--- 出題 A ---
抜粋文のうち、「また、フロートバス中で溶融ガ」を含む箇所から書き写し始め、「塗布する側の表面温度である。」の直後で止めてください。
--- 出題 B ---
抜粋文に基づき、次の問いに答えてください。
(i) 本明細書における屈折率は、波長何nmの光の屈折率か。
(ii) 分散液中の平均一次粒子径は、どの方法で測定されるか。
(iii) 有機EL素子用ガラス基板として用いる場合、ガラス基板10として好ましいものは何か。

--- 抜粋文 ---

______________________________

また、前記無機微粒子含有酸化ケイ素膜上に、前記無機微粒子とは屈折率の異なる金属酸化物膜をさらに形成することが好ましい。
また、フロートバス中で溶融ガラスをガラスリボンに成形し、フロートバスと徐冷工程との間または徐冷工程中で前記コーティング液を塗布することが好ましい。
また、ガラスリボン上の前記無機微粒子含有酸化ケイ素膜上に、前記無機微粒子とは屈折率の異なる金属酸化物膜をさらに形成することが好ましい。
本明細書におけるガラス基板やガラスリボンの温度は、コーティング液を塗布する側の表面温度である。
本明細書における屈折率は、波長550nmの光の屈折率である。
本明細書における無機微粒子含有酸化ケイ素膜の膜厚は、無機微粒子含有酸化ケイ素膜付ガラス基板の断面を走査型電子顕微鏡にて観察して得られる像から計測され、ガラス基板上から無機微粒子の頂点までの距離の平均値である。本明細書における金属酸化物膜の膜厚は、金属酸化物膜を有する無機微粒子含有酸化ケイ素膜付きガラス基板の断面を走査型電子顕微鏡にて観察して得られる像から計測されたものである。
本明細書における分散液中の平均一次粒子径は、動的散乱法によって測定される平均一次粒子径(メジアン径:50%粒子径)である。
図1は、本発明の製造方法によって得られる無機微粒子含有酸化ケイ素膜付ガラス基板の一例を示す概略断面図である。無機微粒子含有酸化ケイ素膜付ガラス基板1は、ガラス基板10と、ガラス基板10の表面に形成された、表面に凹凸を有する無機微粒子含有酸化ケイ素膜12とを有する。
ガラス基板10の材料としては、ソーダライムシリカガラス、ホウケイ酸ガラス、アルミノシリケートガラス等が挙げられる。
無機微粒子含有酸化ケイ素膜付ガラス基板1を有機EL素子用ガラス基板として用いる場合、ガラス基板10としては、無アルカリガラス、またはソーダライムシリカガラスにシリカコートしたものが好ましい。
また、本発明の第2の実施態様に係る方法において、ガラスリボン上に無機微粒子含有酸化ケイ素膜を形成する前に、上記したようなアンダーコート層、密着改善層、保護層等の機能層を形成してもよい。
無機微粒子含有酸化ケイ素膜12は、後述するコーティング液(すなわち、第1のコーティング液)を塗布することによって形成される膜である。具体的には、無機微粒子含有酸化ケイ素膜12は、ガラス基板10の表面に配置された複数の無機微粒子14と、無機微粒子14およびガラス基板10の表面を薄く覆う酸化ケイ素膜16とから構成され、表面に無機微粒子14の形状に由来する凹凸を有する。無機微粒子含有酸化ケイ素膜12は、窓ガラスの防眩膜、有機EL素子用ガラス基板の光取り出し層、太陽電池用カバーガラスの光閉じ込め層として有用である。

______________________________

--- データ ---
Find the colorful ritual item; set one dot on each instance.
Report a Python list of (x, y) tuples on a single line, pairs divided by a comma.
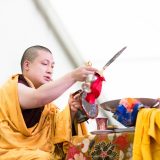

______________________________

--- 解答 A ---
また、フロートバス中で溶融ガラスをガラスリボンに成形し、フロートバスと徐冷工程との間または徐冷工程中で前記コーティング液を塗布することが好ましい。
また、ガラスリボン上の前記無機微粒子含有酸化ケイ素膜上に、前記無機微粒子とは屈折率の異なる金属酸化物膜をさらに形成することが好ましい。
本明細書におけるガラス基板やガラスリボンの温度は、コーティング液を塗布する側の表面温度である。

--- 解答 B ---
(i) 550nm
(ii) 動的散乱法
(iii) 無アルカリガラス、またはソーダライムシリカガラスにシリカコートしたもの